▸ **TASKS**
A - List every section number that appears in the deferred compensation plan excerpt.
B - Extend the deferred compensation plan excerpt, picking up right after its final sentence.

▸ **GIVEN PASSAGE**
******

SECTION 3. ELIGIBLE EMPLOYEES

The Administrator shall determine which management employees and highly compensated employees of the Company shall be eligible to participate in the Plan from time to time, the eligibility waiting period and such other conditions as may be applicable from time to time.

SECTION 4. ELECTION TO DEFER COMPENSATION

A Participant may elect to defer a specified percentage of his or her base salary and commissions (from one percent (1%) to seventy-five percent (75%) for a Plan Year by filing an election with the Administrator (pursuant to Section 5) on or prior to November 30 (or such other date not later than December 31 that the Administrator may specify) of the preceding Plan Year. A Participant may elect to make a separate deferral election with respect to any annual bonus paid under the Taylor Capital Group, Inc. Incentive Bonus Plan (“success bonus”) to be earned for a Plan Year. Any election so made shall not be binding for any following Plan Year, and thus a new election must be filed for any following Plan Year on or before November 30 (or such other date not later than December 31 that the Administrator may specify) of the immediately preceding Plan Year. Provided, however, that, subject to the provisions of Section 409A of the Code, a Participant who first becomes eligible to participate in the Plan after the beginning of a Plan Year shall be entitled to make a deferral election (with respect to Compensation and any success bonus to be earned after the date of the election) within thirty (30) days of becoming eligible.

******

▸ **DATA LINES**

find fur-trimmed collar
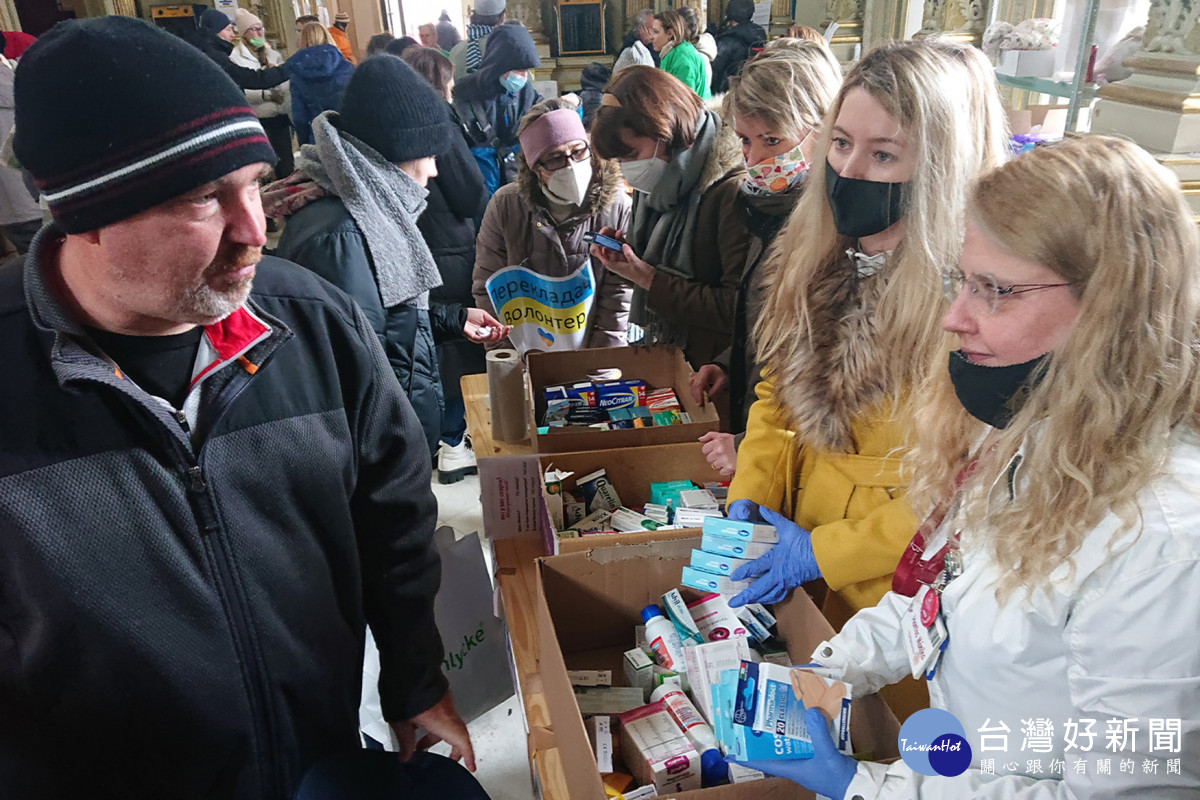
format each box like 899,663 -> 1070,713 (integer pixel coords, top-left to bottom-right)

******

▸ **RESPONSES BY TASK**
A - 3, 4, 5, 409A

B -
2


In connection with a Participant’s deferral election, each Participant may elect to establish up to ten (10) separate “college education” and/or “personal goals” sub-accounts, to which shall be credited such portion of his or her deferrals as the Participant may designate. Any amounts not credited to a subaccount shall be credited to a Participant’s retirement account. Any Company matching contributions made on behalf of a Participant under Section 7 shall be evenly allocated among the accounts established for the Participant under the Plan. Any discretionary Company contributions made under Section 7 shall be allocated in accordance with the percentage by which a Participant’s deferrals are to be allocated among such accounts. Subject to the provisions of Section 11, any college education and/or personal goal sub-accounts established for a Participant shall be distributed as of July 1 of the year selected by the Participant on the election form used to make his or her deferral election.

SECTION 5. MANNER OF ELECTION

Any election(s) made by a Participant pursuant to this Plan shall be made by executing such form(s) as the Administrator shall from time to time prescribe.

SECTION 6. ACCOUNTS

If a Participant elects to establish one or more “college education” or “personal goals” sub-account under Section 4, such account(s) shall be established and maintained on the Company’s books and shall record (a) any Compensation deferred by the Participant under the Plan which the Participant has elected to be credited to the applicable account, and any Company contributions made on his behalf which have been allocated to the applicable sub-account(s) pursuant to Section 4, and (b) the allocation of any hypothetical investment experience. There shall also be established for each Participant a separate “retirement account” which shall record (a) any Compensation deferred by the Participant, and any Company contributions made on his behalf, which have not been specifically allocated to any such sub-account(s) and (b) the allocation of any hypothetical investment experience.

SECTION 7. COMPANY CONTRIBUTIONS

For any Plan Year, the Company may elect to credit to the account of each Participant, or any Participant designated by the Board, an additional discretionary amount equal to a specified percentage of such Participant’s Compensation, a flat dollar amount and/or an amount equal to a specified percentage of any Compensation deferred under Section 4. Any such credit shall be made entirely at the discretion of the Board.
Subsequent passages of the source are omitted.